Your instructions – Filter this data down to the lines that hold "short", and copy them.

Source data –
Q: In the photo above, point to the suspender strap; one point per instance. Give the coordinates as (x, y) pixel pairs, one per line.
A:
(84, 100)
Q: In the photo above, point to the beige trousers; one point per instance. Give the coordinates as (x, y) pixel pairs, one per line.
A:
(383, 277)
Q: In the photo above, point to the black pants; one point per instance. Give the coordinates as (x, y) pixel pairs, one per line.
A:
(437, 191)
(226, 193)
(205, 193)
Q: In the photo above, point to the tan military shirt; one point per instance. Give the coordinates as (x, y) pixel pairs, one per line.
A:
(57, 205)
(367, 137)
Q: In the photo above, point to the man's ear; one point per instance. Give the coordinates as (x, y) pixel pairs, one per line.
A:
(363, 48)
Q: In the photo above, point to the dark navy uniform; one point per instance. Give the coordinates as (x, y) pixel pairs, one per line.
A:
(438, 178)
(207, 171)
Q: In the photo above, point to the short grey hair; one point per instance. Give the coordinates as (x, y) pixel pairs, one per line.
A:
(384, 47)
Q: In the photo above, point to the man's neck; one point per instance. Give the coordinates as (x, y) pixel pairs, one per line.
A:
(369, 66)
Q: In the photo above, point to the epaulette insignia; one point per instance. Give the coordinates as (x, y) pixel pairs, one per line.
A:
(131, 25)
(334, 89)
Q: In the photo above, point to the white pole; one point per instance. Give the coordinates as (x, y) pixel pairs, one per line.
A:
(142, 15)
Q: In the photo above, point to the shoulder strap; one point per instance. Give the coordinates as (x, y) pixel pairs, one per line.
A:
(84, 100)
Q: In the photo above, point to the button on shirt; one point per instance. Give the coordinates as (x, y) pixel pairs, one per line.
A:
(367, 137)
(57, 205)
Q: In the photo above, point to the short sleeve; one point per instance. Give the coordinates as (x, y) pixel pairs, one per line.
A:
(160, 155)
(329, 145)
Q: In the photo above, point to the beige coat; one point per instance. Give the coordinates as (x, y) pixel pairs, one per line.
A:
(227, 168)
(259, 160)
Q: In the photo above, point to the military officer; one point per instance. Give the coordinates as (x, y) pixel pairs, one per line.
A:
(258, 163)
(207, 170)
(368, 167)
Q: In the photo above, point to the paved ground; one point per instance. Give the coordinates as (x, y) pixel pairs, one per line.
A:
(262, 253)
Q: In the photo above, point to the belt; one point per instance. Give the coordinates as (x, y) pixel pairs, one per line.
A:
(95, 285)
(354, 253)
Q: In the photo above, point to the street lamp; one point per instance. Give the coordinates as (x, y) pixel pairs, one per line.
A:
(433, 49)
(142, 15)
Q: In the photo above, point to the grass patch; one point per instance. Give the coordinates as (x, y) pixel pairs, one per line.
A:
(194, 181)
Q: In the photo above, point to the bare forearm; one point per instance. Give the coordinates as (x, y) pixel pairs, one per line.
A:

Output of the exercise –
Q: In the photo above, point to the short grey hair; one point per instance. Give the coordinates as (x, y) pixel pairs, one per line.
Q: In the photo above, point to the short sleeve; one point per instance. Give the coordinates as (x, y) pixel pairs, one per line.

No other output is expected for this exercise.